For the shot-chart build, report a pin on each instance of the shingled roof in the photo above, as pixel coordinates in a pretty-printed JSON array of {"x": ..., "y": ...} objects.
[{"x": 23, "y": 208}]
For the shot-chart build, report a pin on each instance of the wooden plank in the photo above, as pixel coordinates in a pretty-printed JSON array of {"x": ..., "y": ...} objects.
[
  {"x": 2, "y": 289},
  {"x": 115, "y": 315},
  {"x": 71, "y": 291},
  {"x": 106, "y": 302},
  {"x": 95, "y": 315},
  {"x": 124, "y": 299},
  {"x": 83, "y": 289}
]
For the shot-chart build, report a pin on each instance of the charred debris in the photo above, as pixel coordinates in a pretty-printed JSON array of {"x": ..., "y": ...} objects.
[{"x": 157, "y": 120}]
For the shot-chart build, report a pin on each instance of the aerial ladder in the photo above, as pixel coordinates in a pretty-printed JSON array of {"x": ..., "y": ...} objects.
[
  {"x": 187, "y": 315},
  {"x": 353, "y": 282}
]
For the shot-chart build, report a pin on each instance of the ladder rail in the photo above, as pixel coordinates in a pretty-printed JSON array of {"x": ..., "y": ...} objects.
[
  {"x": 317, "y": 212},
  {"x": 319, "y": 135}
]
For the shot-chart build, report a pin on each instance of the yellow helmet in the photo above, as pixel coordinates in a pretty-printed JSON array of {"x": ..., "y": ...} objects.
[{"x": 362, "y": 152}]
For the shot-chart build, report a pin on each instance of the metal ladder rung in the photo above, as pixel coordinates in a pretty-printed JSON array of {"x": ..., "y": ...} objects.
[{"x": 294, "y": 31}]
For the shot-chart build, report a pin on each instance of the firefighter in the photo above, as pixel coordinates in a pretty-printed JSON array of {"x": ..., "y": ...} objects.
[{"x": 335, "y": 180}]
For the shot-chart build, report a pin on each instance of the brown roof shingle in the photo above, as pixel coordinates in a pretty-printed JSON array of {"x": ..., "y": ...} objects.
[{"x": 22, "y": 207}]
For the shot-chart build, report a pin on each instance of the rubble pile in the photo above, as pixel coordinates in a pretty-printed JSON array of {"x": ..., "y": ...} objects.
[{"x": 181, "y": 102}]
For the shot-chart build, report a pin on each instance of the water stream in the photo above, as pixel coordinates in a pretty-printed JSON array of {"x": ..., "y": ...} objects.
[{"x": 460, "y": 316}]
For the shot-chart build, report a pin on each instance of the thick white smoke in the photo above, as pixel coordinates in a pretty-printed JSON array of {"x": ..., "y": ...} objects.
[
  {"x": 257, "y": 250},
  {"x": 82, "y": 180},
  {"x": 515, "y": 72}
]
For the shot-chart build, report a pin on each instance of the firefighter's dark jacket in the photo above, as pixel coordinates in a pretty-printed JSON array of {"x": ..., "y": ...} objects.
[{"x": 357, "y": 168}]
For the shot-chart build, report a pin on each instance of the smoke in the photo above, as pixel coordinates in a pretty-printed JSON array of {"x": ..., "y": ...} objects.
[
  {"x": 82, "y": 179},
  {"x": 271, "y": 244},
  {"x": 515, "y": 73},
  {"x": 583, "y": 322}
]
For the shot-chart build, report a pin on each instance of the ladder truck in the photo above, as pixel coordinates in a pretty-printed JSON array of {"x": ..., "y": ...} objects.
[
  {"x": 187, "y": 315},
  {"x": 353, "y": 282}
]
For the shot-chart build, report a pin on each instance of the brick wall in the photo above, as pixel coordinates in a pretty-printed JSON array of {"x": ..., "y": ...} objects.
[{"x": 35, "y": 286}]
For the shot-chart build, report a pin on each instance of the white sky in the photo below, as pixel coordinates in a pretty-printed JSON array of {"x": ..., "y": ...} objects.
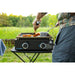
[{"x": 27, "y": 7}]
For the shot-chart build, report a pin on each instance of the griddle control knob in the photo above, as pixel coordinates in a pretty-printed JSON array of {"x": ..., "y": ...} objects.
[
  {"x": 25, "y": 45},
  {"x": 43, "y": 45}
]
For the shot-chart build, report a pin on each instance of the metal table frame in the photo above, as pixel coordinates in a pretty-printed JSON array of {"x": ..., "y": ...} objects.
[{"x": 34, "y": 57}]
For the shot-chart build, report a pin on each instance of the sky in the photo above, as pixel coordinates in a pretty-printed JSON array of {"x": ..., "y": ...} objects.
[{"x": 27, "y": 7}]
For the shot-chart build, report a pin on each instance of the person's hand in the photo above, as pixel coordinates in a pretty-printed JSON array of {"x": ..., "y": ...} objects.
[{"x": 35, "y": 26}]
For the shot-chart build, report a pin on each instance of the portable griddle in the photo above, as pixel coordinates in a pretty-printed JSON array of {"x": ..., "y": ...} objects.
[{"x": 36, "y": 45}]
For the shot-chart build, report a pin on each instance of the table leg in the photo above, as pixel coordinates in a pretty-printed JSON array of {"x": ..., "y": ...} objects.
[{"x": 36, "y": 57}]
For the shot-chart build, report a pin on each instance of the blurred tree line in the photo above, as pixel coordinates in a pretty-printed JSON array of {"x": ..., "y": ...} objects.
[{"x": 25, "y": 21}]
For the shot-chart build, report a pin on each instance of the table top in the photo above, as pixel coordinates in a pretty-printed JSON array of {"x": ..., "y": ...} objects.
[{"x": 22, "y": 51}]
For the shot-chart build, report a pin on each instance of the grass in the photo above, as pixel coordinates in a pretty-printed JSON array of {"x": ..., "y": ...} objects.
[{"x": 12, "y": 32}]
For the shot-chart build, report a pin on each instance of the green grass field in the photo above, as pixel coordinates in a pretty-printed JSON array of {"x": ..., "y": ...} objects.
[{"x": 12, "y": 32}]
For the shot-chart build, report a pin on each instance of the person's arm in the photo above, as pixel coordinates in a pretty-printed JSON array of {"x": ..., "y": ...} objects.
[{"x": 38, "y": 18}]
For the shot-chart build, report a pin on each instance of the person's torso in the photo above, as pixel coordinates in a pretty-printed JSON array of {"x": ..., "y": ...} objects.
[{"x": 66, "y": 19}]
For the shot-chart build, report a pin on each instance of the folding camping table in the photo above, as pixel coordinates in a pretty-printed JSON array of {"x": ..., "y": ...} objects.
[{"x": 32, "y": 59}]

### GIVEN PROBLEM:
Present all of the material above as a numbered list, skipping any blank lines and leaving out the pictures.

### ANSWER TO THIS PROBLEM:
1. For the shot-chart build, report a pin on each instance of the shingled roof in the photo above, as pixel coordinates in a pretty-printed JSON array of {"x": ..., "y": ...} objects.
2. [{"x": 23, "y": 208}]
3. For the shot-chart build, report a pin on each instance of the wooden plank in the photo above, as pixel coordinates in a pretty-printed JSON array of {"x": ..., "y": ...} objects.
4. [
5.   {"x": 2, "y": 289},
6.   {"x": 115, "y": 315},
7.   {"x": 71, "y": 291},
8.   {"x": 106, "y": 302},
9.   {"x": 95, "y": 315},
10.   {"x": 124, "y": 299},
11.   {"x": 83, "y": 289}
12. ]
13. For the shot-chart build, report a pin on each instance of the charred debris in the photo above, as pixel coordinates in a pretty-printed JSON array of {"x": ..., "y": ...} objects.
14. [{"x": 157, "y": 120}]
15. For the shot-chart build, report a pin on each instance of the aerial ladder in the photo above, as pixel coordinates in a pretty-printed JSON array of {"x": ..., "y": ...} objects.
16. [
17.   {"x": 187, "y": 315},
18.   {"x": 353, "y": 282}
19. ]
20. For the shot-chart build, report a pin on each instance of the ladder rail in the photo above, as pixel coordinates in a pretty-printed JSON array of {"x": ..., "y": ...} objects.
21. [
22.   {"x": 317, "y": 212},
23.   {"x": 319, "y": 135}
24. ]
25. For the shot-chart build, report a pin on each instance of the yellow helmet in the photo above, as pixel coordinates in a pretty-printed JSON array of {"x": ..., "y": ...} objects.
26. [{"x": 362, "y": 152}]
27. For the shot-chart build, report a pin on each instance of the metal ladder rung in the photo above, as pixel coordinates in a pretty-printed JSON array of {"x": ..., "y": ...} objects.
28. [{"x": 294, "y": 31}]
29. For the shot-chart build, report a pin on each instance of the firefighter in the photo above, as pixel coordinates in a pretty-printed JSON array of {"x": ..., "y": ...} objects.
30. [{"x": 335, "y": 180}]
31. For the shot-chart build, report a pin on each instance of the brown roof shingle in the photo above, as pixel coordinates in a pretty-printed JSON array of {"x": ..., "y": ...} objects.
32. [{"x": 22, "y": 207}]
33. For the shot-chart build, report a pin on each instance of the rubble pile in the photo above, as pixel coordinates in a pretty-printed JSON array of {"x": ..., "y": ...} objects.
34. [{"x": 181, "y": 102}]
35. For the shot-chart build, report a pin on each instance of the water stream in the photo above, as pixel coordinates in a pretty-printed JSON array of {"x": ..., "y": ...} objects.
36. [{"x": 460, "y": 316}]
37. For the shot-chart build, report a pin on each instance of the thick white smoke in the photo above, as pixel coordinates in a pretty-printed JSON array of {"x": ..., "y": ...} objects.
38. [
39.   {"x": 257, "y": 250},
40.   {"x": 82, "y": 180},
41.   {"x": 515, "y": 72}
42. ]
43. For the shot-chart build, report a pin on each instance of the firefighter's dark jacket in the photo above, as pixel coordinates in a pretty-printed JSON array of {"x": ..., "y": ...} objects.
44. [{"x": 357, "y": 168}]
45. For the shot-chart build, report a pin on each instance of the smoke in the photo above, as pixel coordinates in a pretty-printed JSON array of {"x": ..., "y": ...} objects.
46. [
47.   {"x": 82, "y": 179},
48.   {"x": 271, "y": 244},
49.   {"x": 515, "y": 73},
50.   {"x": 583, "y": 322}
51. ]
52. For the shot-chart build, report a pin on each instance of the ladder truck in the photo above, as pixel coordinates in a pretty-printed JSON array of {"x": ..., "y": ...} objects.
53. [
54.   {"x": 187, "y": 315},
55.   {"x": 353, "y": 282}
56. ]
57. For the shot-chart build, report a pin on each instance of the brick wall in the photo above, as pixel coordinates in a pretty-printed JSON array of {"x": ..., "y": ...} objects.
58. [{"x": 35, "y": 286}]
59. For the shot-chart build, report a pin on each instance of the white sky in the photo below, as pixel coordinates in a pretty-printed JSON array of {"x": ..., "y": ...} objects.
60. [{"x": 27, "y": 7}]
61. For the shot-chart build, report a pin on each instance of the griddle control knob in the photo above, as pixel coordinates in a pretty-printed JSON array of {"x": ..., "y": ...} objects.
62. [
63.   {"x": 25, "y": 45},
64.   {"x": 43, "y": 45}
65. ]
66. For the shot-chart build, report a pin on each instance of the metal table frame in the photo above, as pixel coordinates in a pretty-printed JSON array of {"x": ..., "y": ...} objects.
67. [{"x": 34, "y": 57}]
68. For the shot-chart build, report a pin on each instance of the sky in the photo above, as pixel coordinates in a pretty-printed JSON array of {"x": ..., "y": ...} objects.
69. [{"x": 27, "y": 7}]
70. For the shot-chart build, report a pin on each instance of the person's hand in the photo above, as pixel coordinates in a pretty-printed JSON array of {"x": ..., "y": ...} objects.
71. [{"x": 35, "y": 26}]
72. For the shot-chart build, report a pin on each instance of the portable griddle in the photo above, as pixel coordinates in a pretty-printed JSON array of {"x": ..., "y": ...} objects.
73. [{"x": 36, "y": 45}]
74. For the shot-chart build, report a pin on each instance of the table leg in the photo above, as pixel coordinates in a pretty-printed JSON array of {"x": ..., "y": ...} objects.
75. [{"x": 36, "y": 57}]
76. For the shot-chart build, report a pin on each instance of the blurred tree line in the photo above, as pixel coordinates in a pretty-printed JSON array of {"x": ..., "y": ...} objects.
77. [{"x": 25, "y": 21}]
78. For the shot-chart build, report a pin on each instance of the table top in the photo above, as pixel coordinates in a pretty-printed JSON array of {"x": ..., "y": ...} objects.
79. [{"x": 22, "y": 51}]
80. For the shot-chart build, report a pin on each instance of the grass in the photo above, as pixel coordinates in a pretty-printed JSON array of {"x": ..., "y": ...} objects.
81. [{"x": 12, "y": 32}]
82. For the shot-chart build, report a pin on each instance of the green grass field in the photo above, as pixel coordinates in a pretty-printed JSON array of {"x": ..., "y": ...} objects.
83. [{"x": 12, "y": 32}]
84. For the shot-chart build, report a pin on each instance of the person's arm in the photo above, as pixel coordinates in a pretty-printed JSON array of {"x": ..., "y": ...} objects.
85. [{"x": 38, "y": 18}]
86. For the shot-chart build, report a pin on each instance of the person's torso in the photo above, as pixel coordinates in a pretty-printed JSON array of {"x": ..., "y": ...} objects.
87. [{"x": 66, "y": 19}]
88. For the shot-chart build, report a pin on each instance of the folding camping table in the photo above, as pixel coordinates in a pretty-printed JSON array of {"x": ..., "y": ...} objects.
89. [{"x": 32, "y": 59}]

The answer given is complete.